**Exercise goal:** Copy out all of the following lines word for word, and leave the pictures out of your copy.

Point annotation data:
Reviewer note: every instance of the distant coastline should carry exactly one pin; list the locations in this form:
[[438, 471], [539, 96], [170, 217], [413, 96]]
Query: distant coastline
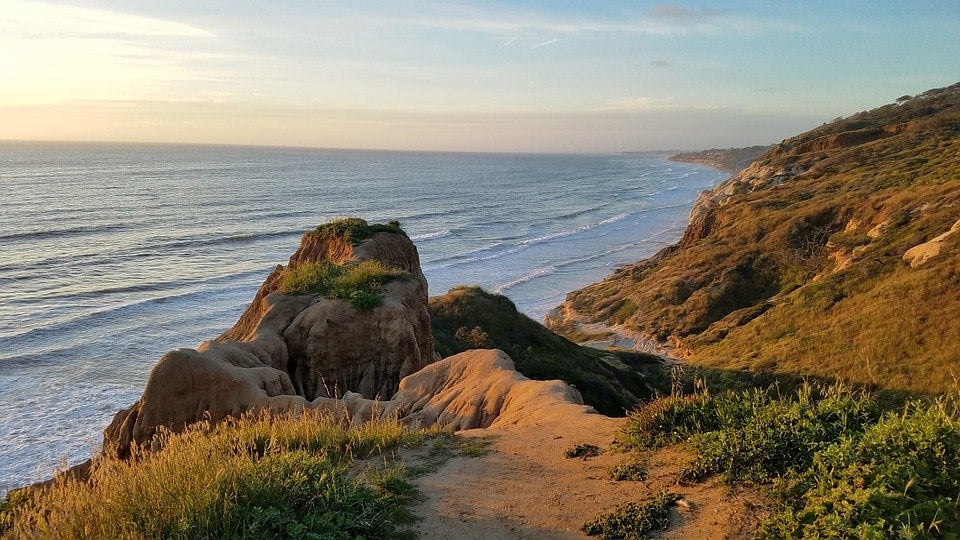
[[731, 160]]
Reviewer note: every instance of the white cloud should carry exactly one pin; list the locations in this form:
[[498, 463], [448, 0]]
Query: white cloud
[[543, 44], [51, 53], [39, 20]]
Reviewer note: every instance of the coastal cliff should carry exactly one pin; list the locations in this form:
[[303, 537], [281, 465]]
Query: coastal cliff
[[832, 255], [346, 315]]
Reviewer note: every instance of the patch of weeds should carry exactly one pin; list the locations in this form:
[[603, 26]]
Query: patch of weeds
[[839, 466], [358, 283], [634, 520], [583, 451], [474, 446], [630, 470], [445, 446], [254, 477], [356, 230]]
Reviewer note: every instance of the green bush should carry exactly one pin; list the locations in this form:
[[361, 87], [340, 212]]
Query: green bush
[[899, 479], [778, 435], [359, 283], [634, 520], [840, 467], [356, 230], [631, 470]]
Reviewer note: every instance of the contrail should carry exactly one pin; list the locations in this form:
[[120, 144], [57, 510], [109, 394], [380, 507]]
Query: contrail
[[544, 44], [514, 38]]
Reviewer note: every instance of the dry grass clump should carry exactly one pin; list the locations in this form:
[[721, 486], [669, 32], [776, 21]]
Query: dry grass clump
[[807, 277], [836, 465], [257, 477], [356, 230], [359, 283]]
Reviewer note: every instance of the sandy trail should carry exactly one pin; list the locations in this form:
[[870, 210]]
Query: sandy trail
[[526, 488]]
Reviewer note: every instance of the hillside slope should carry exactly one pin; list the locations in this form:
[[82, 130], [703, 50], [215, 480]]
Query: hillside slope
[[612, 382], [833, 255]]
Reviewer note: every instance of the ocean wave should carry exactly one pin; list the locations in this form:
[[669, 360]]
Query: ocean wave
[[571, 232], [529, 276], [524, 244], [623, 247], [60, 233], [578, 213], [213, 240], [432, 236]]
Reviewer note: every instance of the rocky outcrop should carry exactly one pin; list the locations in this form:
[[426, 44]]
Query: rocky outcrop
[[921, 253], [474, 389], [287, 350], [796, 264]]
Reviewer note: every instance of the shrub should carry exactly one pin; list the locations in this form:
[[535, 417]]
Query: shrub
[[631, 470], [359, 283], [634, 520], [583, 451], [356, 230], [899, 479], [840, 467]]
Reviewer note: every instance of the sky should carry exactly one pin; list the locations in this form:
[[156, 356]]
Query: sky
[[538, 76]]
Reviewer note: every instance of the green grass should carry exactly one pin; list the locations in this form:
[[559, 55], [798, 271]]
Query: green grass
[[582, 451], [836, 464], [631, 470], [265, 477], [613, 383], [356, 230], [758, 286], [359, 283], [634, 520]]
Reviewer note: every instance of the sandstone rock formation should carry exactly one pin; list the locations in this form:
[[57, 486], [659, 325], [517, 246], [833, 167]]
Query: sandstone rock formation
[[287, 350], [479, 388], [921, 253]]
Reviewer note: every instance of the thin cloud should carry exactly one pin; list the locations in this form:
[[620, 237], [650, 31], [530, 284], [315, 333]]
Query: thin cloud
[[40, 20], [685, 14], [511, 40], [544, 44]]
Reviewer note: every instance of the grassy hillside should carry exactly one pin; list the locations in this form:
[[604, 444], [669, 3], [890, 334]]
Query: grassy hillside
[[830, 462], [613, 383], [726, 159], [797, 264], [257, 477]]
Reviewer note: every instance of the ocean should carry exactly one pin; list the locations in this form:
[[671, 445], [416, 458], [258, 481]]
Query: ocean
[[112, 254]]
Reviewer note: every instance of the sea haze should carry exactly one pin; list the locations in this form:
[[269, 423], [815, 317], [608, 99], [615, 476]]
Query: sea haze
[[111, 254]]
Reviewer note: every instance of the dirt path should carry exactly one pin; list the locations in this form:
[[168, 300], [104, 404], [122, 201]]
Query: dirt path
[[526, 488]]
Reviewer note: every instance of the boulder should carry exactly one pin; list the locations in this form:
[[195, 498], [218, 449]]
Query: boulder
[[288, 350]]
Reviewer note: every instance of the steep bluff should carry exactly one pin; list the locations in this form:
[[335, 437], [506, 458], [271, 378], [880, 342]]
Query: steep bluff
[[287, 349], [832, 254]]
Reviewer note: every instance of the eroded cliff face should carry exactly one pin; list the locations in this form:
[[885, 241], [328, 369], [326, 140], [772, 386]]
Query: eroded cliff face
[[287, 350], [833, 254]]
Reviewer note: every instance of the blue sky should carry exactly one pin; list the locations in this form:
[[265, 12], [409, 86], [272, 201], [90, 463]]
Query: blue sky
[[438, 75]]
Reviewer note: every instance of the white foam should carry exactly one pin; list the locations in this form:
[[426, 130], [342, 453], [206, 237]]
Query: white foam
[[432, 236], [529, 276]]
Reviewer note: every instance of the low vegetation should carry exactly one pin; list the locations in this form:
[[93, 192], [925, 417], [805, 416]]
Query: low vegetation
[[634, 520], [359, 283], [805, 276], [836, 464], [257, 477], [726, 159], [356, 230], [582, 451], [631, 470], [612, 382]]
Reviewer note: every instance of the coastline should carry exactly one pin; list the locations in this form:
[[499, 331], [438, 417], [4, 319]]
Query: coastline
[[183, 286]]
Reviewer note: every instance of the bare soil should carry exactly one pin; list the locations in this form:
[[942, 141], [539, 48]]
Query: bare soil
[[525, 487]]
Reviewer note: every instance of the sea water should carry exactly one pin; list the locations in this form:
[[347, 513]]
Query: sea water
[[112, 254]]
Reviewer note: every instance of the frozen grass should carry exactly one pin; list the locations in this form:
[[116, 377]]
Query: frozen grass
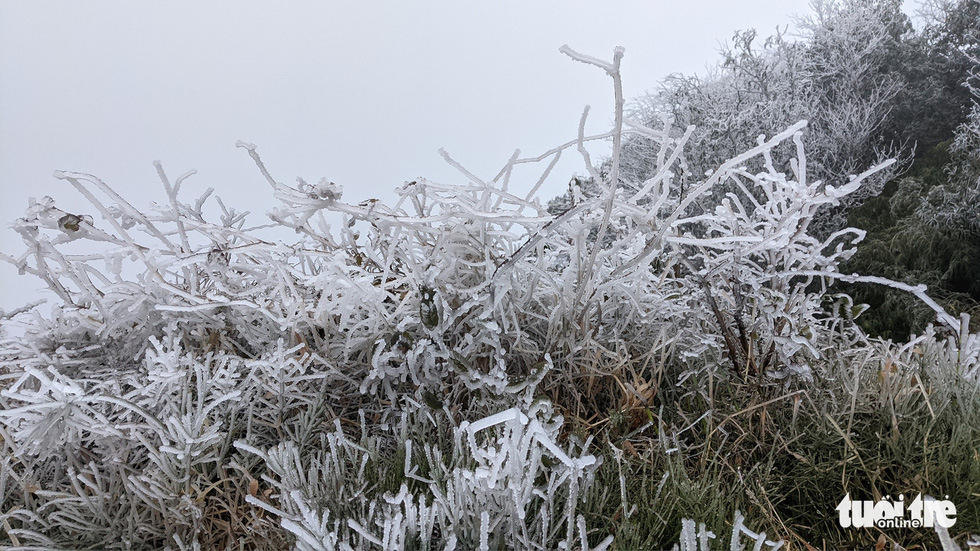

**Answer for this exercise:**
Reviewer note: every instance of the distant coastline should carry exactly one pin; list the locations in this form:
[[438, 471], [539, 96], [170, 217], [413, 96]]
Query: distant coastline
[[731, 160]]
Reviewer note: every instance of the white cloud should carry exactly one pin; list the locations in this form:
[[498, 463], [448, 0]]
Query: white cloud
[[543, 44], [51, 53], [39, 20]]
Reviewer note: every instance of the coastal cliff should carry exactly one pin; list the locations in this form:
[[303, 537], [281, 465]]
Query: coastal cliff
[[832, 255], [346, 315]]
Reviewer note: every instance of the patch of weeds should carry exactly one pin; list the locations in this form:
[[603, 26]]
Query: patch of weeds
[[839, 466], [358, 283], [634, 520], [583, 451], [474, 446], [630, 470], [445, 446], [254, 477], [356, 230]]
Reviewer note: every instance of the green bush should carry exactly one pin; list the locations in this form:
[[361, 87], [340, 212]]
Query: green bush
[[899, 479], [778, 435], [359, 283], [634, 520], [840, 467], [356, 230], [631, 470]]
Reviewer note: every instance of the contrail should carry exactly one pin; list the locations in this form:
[[120, 144], [57, 510], [109, 394], [380, 507]]
Query: contrail
[[544, 44], [514, 38]]
Reviewer note: every instance of the dry grass clump should carry exactly one pin; list the locations in this form:
[[721, 486], [669, 32], [776, 21]]
Query: dry grass clump
[[807, 277], [836, 465], [257, 477], [356, 230], [359, 283]]
Reviewer note: every instance of the sandy trail should carry exactly one pin; list the locations in this form:
[[870, 210]]
Query: sandy trail
[[526, 488]]
Reviewer note: every instance of the hillside slope should carry exactly one pin; list the locations in this form:
[[82, 130], [703, 50], [215, 480]]
Query: hillside slope
[[612, 382], [833, 255]]
Reviewer note: every instance of the ocean wave should carry exactly one pin; list the locations in this form:
[[669, 360]]
Query: ocean wave
[[571, 232], [529, 276], [524, 244], [623, 247], [60, 233], [578, 213], [213, 240], [432, 236]]
Reviewer note: every instance of the rocky outcrop should carry exactly one pin; list the locations in this form:
[[426, 44]]
Query: rocky outcrop
[[921, 253], [474, 389], [287, 350], [796, 264]]
Reviewer note: every instance of the shrub should carry exactly one pin; list the locations in this form:
[[535, 417]]
Query: shrub
[[631, 470], [359, 283], [634, 520], [583, 451], [356, 230], [899, 479], [840, 467]]
Reviewer note: every instance of the sky should carry exactly one pin; list the locations in this form:
[[156, 356]]
Query: sky
[[538, 76]]
Reviewer note: every instance of the green grass should carry exactly one pin; list the locations in this form:
[[559, 55], [798, 271]]
Query: green grass
[[582, 451], [836, 464], [631, 470], [265, 477], [613, 383], [356, 230], [758, 286], [359, 283], [634, 520]]
Reviewer note: every instance of the sandstone rock formation should carry exactly one pin; list the locations in this form:
[[57, 486], [659, 325], [517, 246], [833, 167]]
Query: sandstone rock formation
[[287, 350], [479, 388], [921, 253]]
Reviewer note: every instance of the thin cloud should carry exactly one pin; list the locations in this form:
[[620, 237], [650, 31], [530, 284], [315, 333]]
Query: thin cloud
[[40, 20], [685, 14], [511, 40], [544, 44]]
Reviewer note: every instance of the grassy hillside should carry exactly one pin; list the locations in this form:
[[604, 444], [669, 3], [890, 334]]
Query: grassy hillside
[[830, 462], [613, 383], [726, 159], [797, 264], [257, 477]]
Reviewer note: every instance of the ocean should carry exactly one pin; list the locations in this form:
[[671, 445], [416, 458], [258, 481]]
Query: ocean
[[112, 254]]
Reviewer note: every instance of the sea haze should carry exactly one pin; list the locations in this form:
[[269, 423], [815, 317], [608, 99], [615, 476]]
Query: sea haze
[[111, 254]]
Reviewer note: every instance of the dirt path should carry exactly one pin; list the locations in this form:
[[168, 300], [104, 404], [122, 201]]
Query: dirt path
[[526, 488]]
Reviewer note: every instance of the boulder should carry exactly one pin; list the locations in this form:
[[195, 498], [218, 449]]
Query: boulder
[[288, 350]]
Reviewer note: every instance of the steep bluff should carry exactly one pin; list the locations in this form:
[[335, 437], [506, 458], [271, 378], [880, 342]]
Query: steep bluff
[[287, 349], [832, 254]]
Reviewer note: every instance of the eroded cliff face should carry exactly one pin; list the locations in this form:
[[885, 241], [328, 369], [326, 140], [772, 386]]
Query: eroded cliff face
[[287, 350], [833, 254]]
Reviewer note: every instance of the blue sky should carry exactly one pin; list the locations in this form:
[[265, 12], [409, 86], [272, 201], [90, 463]]
Query: blue sky
[[438, 75]]
Reviewer note: every instance of the white foam should carry exactly one pin; list the locations in this form:
[[426, 130], [342, 453], [206, 237]]
Query: white foam
[[432, 236], [529, 276]]
Reviewer note: every instance of the low vegetation should carry exactly one pin; list the locations in this form:
[[93, 192], [925, 417], [805, 416]]
Query: low vegetation
[[634, 520], [359, 283], [805, 276], [836, 464], [257, 477], [726, 159], [356, 230], [582, 451], [631, 470], [612, 382]]
Reviewer note: every instance of the coastline should carry exactly one pin; list the locations in this form:
[[499, 331], [438, 417], [4, 319]]
Query: coastline
[[183, 286]]
Reviewer note: every instance of the bare soil should carry exactly one pin; list the locations in this form:
[[942, 141], [539, 48]]
Query: bare soil
[[525, 487]]
Reviewer note: every instance of the sea water should carry exactly one pin; list the locations in this form:
[[347, 513]]
Query: sea water
[[112, 254]]
Reviewer note: every instance of the frozen grass should carry exactly one pin; list the locations in this form:
[[116, 377]]
Query: frozen grass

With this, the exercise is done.